Text under study
....

What threatens such spaces, and many others, is the sense that the enemy is within. That cues disunity and various kinds of “cleansing”. So where’s the enemy now? The patriarchy is out there, seemingly unified and unassailable, and that “seeming” lowers the spirits and raises the barricades. It also discourages people from questioning whether it is as unified and unassailable as it seems. Something in us has been disintegrated, defused and distressed. To the new feminists it is the trans community who have done that. And vice versa.

What is at our core? What defines us to ourselves? It seems to me that it is an idea of ourselves, one which seeks to resolve any dissonance between how we exist in our bodies and how we exist in our minds. It’s about external and internal realities and the membrane of awareness which exists between. Somewhere in there is a dimension of gender. Second-wave feminists were keen to abolish it. Most trans people are happy to keep it as long as it is fluid and open to negotiation.

Here is one among a number of voices I have tuned into recently in empathy -

“As a woman, it’s my belief that women’s reproductive rights are real live issues, that stand in the way of our social, cultural and legal liberation. For example – in Northern Ireland TODAY the law states if a woman has an abortion, she and any person who helped, can be jailed for life…….

....

Source information
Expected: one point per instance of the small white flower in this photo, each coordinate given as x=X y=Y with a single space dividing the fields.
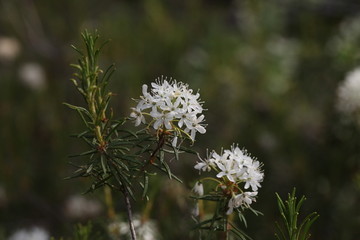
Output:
x=241 y=200
x=172 y=105
x=145 y=230
x=77 y=206
x=137 y=115
x=34 y=233
x=349 y=93
x=227 y=170
x=198 y=189
x=33 y=75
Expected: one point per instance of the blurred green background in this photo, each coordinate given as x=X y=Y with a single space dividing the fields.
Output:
x=268 y=72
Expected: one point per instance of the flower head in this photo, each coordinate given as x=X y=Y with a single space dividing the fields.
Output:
x=172 y=107
x=235 y=171
x=349 y=93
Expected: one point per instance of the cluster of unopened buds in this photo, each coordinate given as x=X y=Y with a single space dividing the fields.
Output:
x=172 y=107
x=233 y=168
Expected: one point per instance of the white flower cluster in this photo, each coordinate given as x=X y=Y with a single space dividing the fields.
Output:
x=172 y=105
x=235 y=166
x=349 y=93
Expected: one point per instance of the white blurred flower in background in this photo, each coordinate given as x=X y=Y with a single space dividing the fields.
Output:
x=33 y=75
x=145 y=229
x=349 y=94
x=34 y=233
x=79 y=207
x=9 y=49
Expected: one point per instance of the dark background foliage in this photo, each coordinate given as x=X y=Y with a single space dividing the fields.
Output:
x=268 y=72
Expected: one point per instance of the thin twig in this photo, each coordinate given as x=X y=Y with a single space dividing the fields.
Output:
x=129 y=212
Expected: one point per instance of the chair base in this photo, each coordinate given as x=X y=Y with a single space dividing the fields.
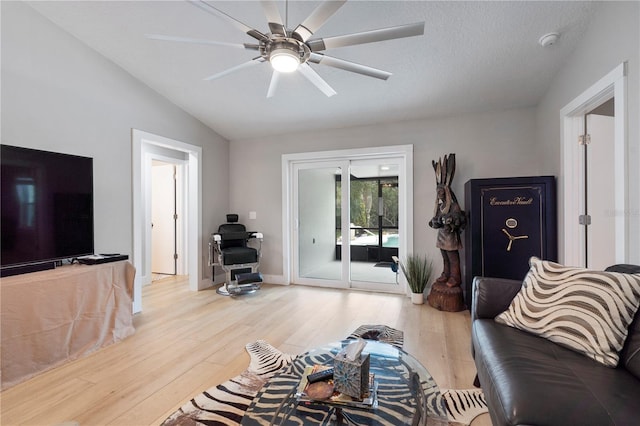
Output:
x=235 y=289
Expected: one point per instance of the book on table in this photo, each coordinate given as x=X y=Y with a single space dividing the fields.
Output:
x=323 y=392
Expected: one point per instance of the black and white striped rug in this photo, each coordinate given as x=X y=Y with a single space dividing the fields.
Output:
x=226 y=403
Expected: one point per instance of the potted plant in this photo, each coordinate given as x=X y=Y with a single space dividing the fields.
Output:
x=417 y=270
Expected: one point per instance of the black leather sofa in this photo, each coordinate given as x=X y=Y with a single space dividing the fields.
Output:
x=528 y=380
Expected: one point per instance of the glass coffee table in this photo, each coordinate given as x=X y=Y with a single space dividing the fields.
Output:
x=406 y=393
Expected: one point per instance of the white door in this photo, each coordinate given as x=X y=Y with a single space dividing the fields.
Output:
x=600 y=193
x=163 y=211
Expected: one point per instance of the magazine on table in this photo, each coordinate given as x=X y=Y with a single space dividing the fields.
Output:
x=323 y=392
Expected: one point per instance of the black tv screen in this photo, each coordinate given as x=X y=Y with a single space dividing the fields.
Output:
x=46 y=206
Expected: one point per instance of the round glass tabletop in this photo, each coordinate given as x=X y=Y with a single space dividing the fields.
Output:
x=405 y=393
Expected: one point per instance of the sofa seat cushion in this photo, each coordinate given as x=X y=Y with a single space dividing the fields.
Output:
x=529 y=380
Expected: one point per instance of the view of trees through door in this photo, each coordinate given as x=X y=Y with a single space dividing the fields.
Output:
x=373 y=218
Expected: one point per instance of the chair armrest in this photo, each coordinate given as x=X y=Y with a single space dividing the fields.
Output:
x=491 y=296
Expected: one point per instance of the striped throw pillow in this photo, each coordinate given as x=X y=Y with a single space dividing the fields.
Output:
x=584 y=310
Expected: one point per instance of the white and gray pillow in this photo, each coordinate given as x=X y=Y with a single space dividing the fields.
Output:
x=585 y=310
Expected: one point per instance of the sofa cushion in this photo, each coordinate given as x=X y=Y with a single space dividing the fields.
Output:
x=585 y=310
x=630 y=355
x=529 y=380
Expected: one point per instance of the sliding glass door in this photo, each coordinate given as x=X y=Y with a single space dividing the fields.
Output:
x=316 y=208
x=347 y=222
x=373 y=223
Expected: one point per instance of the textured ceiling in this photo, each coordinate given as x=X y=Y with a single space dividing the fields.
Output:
x=473 y=56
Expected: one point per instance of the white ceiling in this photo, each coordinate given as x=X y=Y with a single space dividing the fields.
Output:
x=473 y=56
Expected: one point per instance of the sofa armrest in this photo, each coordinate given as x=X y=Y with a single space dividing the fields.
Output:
x=491 y=296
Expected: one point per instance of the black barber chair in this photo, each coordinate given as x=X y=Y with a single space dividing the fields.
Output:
x=231 y=249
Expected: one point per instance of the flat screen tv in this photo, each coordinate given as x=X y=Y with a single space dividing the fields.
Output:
x=46 y=208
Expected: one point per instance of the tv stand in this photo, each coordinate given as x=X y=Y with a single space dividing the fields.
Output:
x=9 y=271
x=52 y=317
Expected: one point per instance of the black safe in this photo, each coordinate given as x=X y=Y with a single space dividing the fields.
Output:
x=508 y=221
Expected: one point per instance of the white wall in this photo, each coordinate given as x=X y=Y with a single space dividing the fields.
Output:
x=610 y=40
x=486 y=145
x=60 y=95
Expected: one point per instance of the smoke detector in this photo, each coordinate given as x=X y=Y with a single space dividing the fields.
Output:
x=549 y=39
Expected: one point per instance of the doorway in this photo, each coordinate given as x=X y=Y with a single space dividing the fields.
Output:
x=350 y=214
x=594 y=188
x=167 y=216
x=146 y=148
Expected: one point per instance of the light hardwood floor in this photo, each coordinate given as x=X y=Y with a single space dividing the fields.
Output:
x=186 y=342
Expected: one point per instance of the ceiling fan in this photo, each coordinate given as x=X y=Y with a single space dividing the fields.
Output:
x=290 y=50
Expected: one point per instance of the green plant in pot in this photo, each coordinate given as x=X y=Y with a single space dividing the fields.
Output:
x=417 y=270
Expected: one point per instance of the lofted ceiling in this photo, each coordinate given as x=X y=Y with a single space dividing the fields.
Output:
x=473 y=56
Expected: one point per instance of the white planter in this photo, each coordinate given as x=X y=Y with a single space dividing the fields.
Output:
x=417 y=298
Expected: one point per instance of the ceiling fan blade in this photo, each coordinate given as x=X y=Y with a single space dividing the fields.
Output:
x=319 y=58
x=274 y=19
x=201 y=41
x=247 y=64
x=273 y=85
x=207 y=7
x=400 y=31
x=317 y=81
x=317 y=18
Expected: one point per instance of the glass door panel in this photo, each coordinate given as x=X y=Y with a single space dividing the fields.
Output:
x=373 y=223
x=318 y=208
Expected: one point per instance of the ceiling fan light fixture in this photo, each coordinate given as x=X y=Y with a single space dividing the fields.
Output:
x=284 y=59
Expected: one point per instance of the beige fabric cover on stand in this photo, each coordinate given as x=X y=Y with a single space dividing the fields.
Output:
x=55 y=316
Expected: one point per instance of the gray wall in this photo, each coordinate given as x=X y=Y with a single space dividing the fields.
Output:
x=486 y=145
x=611 y=39
x=60 y=95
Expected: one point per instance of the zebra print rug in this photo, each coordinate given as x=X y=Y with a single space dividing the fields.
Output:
x=226 y=403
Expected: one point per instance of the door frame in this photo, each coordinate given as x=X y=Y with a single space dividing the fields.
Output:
x=613 y=85
x=180 y=266
x=405 y=209
x=144 y=147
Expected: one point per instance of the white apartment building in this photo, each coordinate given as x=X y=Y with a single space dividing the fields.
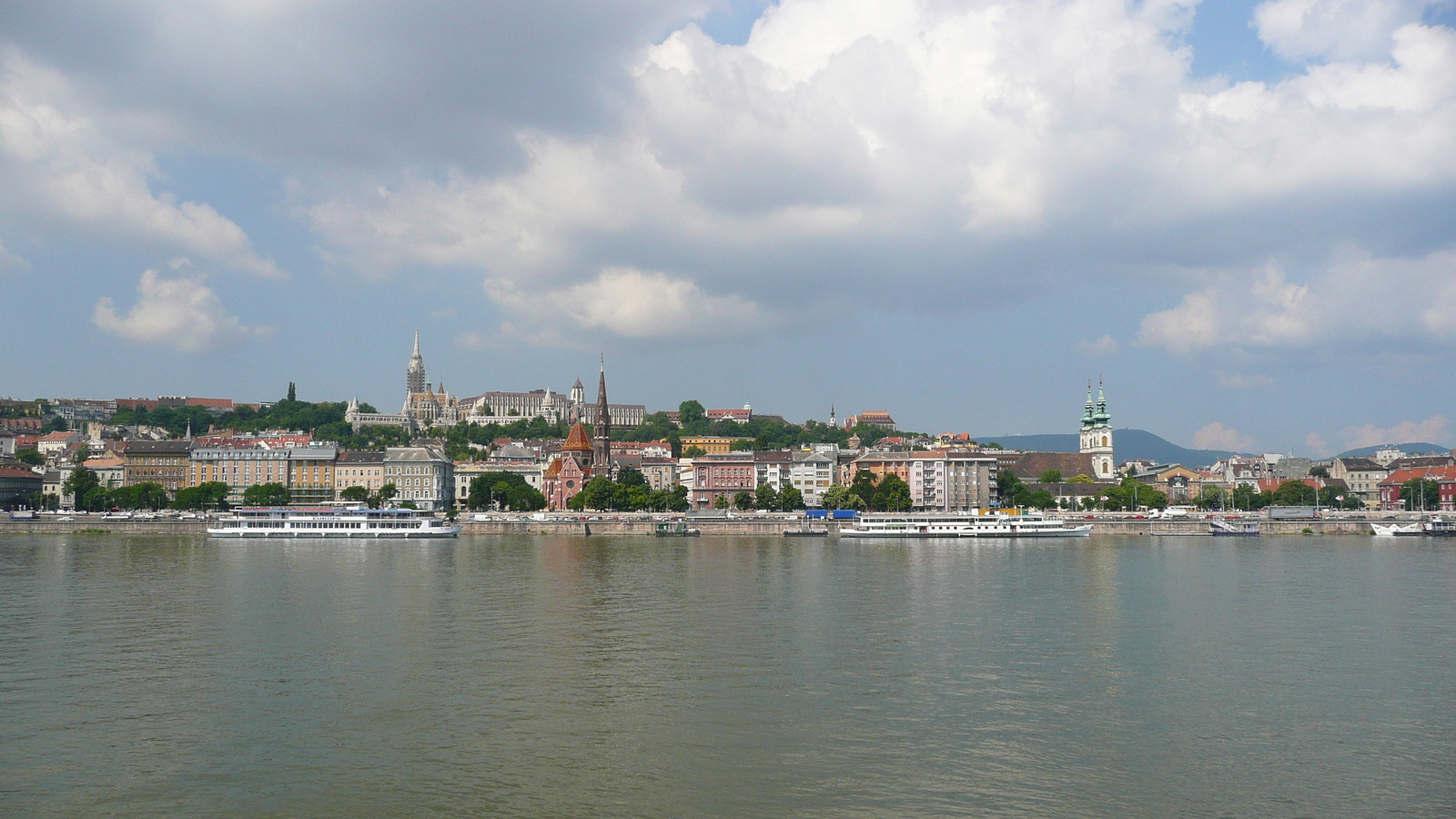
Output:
x=421 y=475
x=813 y=474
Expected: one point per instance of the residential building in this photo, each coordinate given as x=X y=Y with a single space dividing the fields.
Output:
x=939 y=480
x=735 y=416
x=1178 y=482
x=465 y=471
x=51 y=484
x=1030 y=467
x=774 y=468
x=570 y=471
x=1097 y=436
x=871 y=419
x=359 y=470
x=645 y=450
x=111 y=471
x=711 y=445
x=53 y=443
x=18 y=486
x=306 y=471
x=421 y=474
x=1363 y=477
x=157 y=462
x=1390 y=486
x=723 y=475
x=813 y=474
x=660 y=472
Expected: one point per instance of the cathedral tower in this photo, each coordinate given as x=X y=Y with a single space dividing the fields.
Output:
x=1097 y=435
x=415 y=375
x=602 y=431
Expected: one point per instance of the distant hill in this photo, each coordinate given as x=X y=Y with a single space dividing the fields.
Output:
x=1409 y=448
x=1128 y=445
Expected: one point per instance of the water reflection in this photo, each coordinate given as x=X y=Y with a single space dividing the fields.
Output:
x=725 y=676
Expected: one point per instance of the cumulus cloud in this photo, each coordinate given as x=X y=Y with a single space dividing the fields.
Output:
x=60 y=174
x=181 y=314
x=633 y=303
x=1244 y=380
x=1431 y=430
x=1104 y=346
x=938 y=142
x=1218 y=436
x=1354 y=298
x=963 y=149
x=1303 y=29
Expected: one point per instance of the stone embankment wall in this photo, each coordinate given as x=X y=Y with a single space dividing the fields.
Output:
x=645 y=528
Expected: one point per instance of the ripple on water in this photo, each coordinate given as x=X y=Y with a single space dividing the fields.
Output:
x=725 y=676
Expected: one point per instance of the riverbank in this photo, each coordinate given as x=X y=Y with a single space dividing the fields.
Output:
x=635 y=526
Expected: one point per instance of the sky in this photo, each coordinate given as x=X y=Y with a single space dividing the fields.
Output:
x=1239 y=216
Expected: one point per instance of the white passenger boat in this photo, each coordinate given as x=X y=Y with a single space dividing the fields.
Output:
x=965 y=525
x=1438 y=526
x=331 y=522
x=1394 y=530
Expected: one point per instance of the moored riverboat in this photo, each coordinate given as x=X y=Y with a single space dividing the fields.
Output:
x=965 y=525
x=331 y=522
x=1234 y=528
x=676 y=530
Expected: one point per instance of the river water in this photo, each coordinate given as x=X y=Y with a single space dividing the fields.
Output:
x=727 y=676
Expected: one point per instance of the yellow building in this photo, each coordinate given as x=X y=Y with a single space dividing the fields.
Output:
x=308 y=471
x=711 y=445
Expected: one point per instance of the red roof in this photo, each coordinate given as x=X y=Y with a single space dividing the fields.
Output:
x=1402 y=475
x=577 y=440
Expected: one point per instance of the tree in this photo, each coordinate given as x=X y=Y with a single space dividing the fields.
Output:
x=79 y=484
x=1295 y=493
x=834 y=497
x=1008 y=486
x=211 y=494
x=791 y=499
x=267 y=494
x=766 y=497
x=146 y=494
x=1041 y=499
x=864 y=486
x=357 y=494
x=691 y=414
x=1212 y=497
x=1420 y=494
x=599 y=494
x=385 y=494
x=893 y=494
x=1339 y=497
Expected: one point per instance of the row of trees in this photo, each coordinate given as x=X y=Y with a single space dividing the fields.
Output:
x=628 y=493
x=866 y=491
x=504 y=490
x=1289 y=493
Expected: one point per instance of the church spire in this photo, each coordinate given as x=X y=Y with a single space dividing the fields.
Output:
x=602 y=438
x=415 y=375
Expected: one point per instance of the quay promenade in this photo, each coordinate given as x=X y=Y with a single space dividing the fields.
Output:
x=638 y=525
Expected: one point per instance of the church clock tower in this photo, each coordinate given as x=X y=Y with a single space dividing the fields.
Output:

....

Exercise instructions
(1) Reproduce the passage on feminism and trans identity word for word, starting at "What threatens such" and ending at "And vice versa.".
(2) Write the next part of the passage on feminism and trans identity, picking up from where it stops.

Task responses
(1)
What threatens such spaces, and many others, is the sense that the enemy is within. That cues disunity and various kinds of “cleansing”. So where’s the enemy now? The patriarchy is out there, seemingly unified and unassailable, and that “seeming” lowers the spirits and raises the barricades. It also discourages people from questioning whether it is as unified and unassailable as it seems. Something in us has been disintegrated, defused and distressed. To the new feminists it is the trans community who have done that. And vice versa.

(2)
This is a world-wide struggle over who has control over our wombs - our sex organs – the things that makes us biologically female…We are under attack!! I feel it’s dismissive of this very real struggle to be told, told, that my biological sex doesn’t matter – that my ‘cultural gender’ is more important!! I don’t want to take anything from the Trans community, they have my love and support forever but, Cis Woman – TERF!!”

There are many other words to be heard but for now these speak out of commitment. And they concentrate on a terminology – the Trans-Exclusionary Radical Feminist tag – which has done the trans community a disservice by implying that we are all narrowing our sense of injustice to focus on a single cohort of people.

It seems to me likely that these warring factions are only actively a small number of individuals. As I said we share a sense of the society we want to live in. Trans and feminists could get on together with the much needed campaign to redress an imbalance and move away from masculinism and its related powers, if a certain level of communication were moderated. What I need to ask, as someone who does not have a mobile phone, who does not use Twitter, and who communicates as often as is possible and for preference in the physical presence of others, is how actually powerful and significant are these messages?


Are they simply as powerful as we let them be? Dare I even say, want them to be? Does it suit us more than we would admit to have a virtual other to oppose us? I treat virtual others with some caution. When I once came near to what we used to call an “E-Mail flamer” I logged off and went to the nearby office where the other person was cyber-fuming and settled it there and then.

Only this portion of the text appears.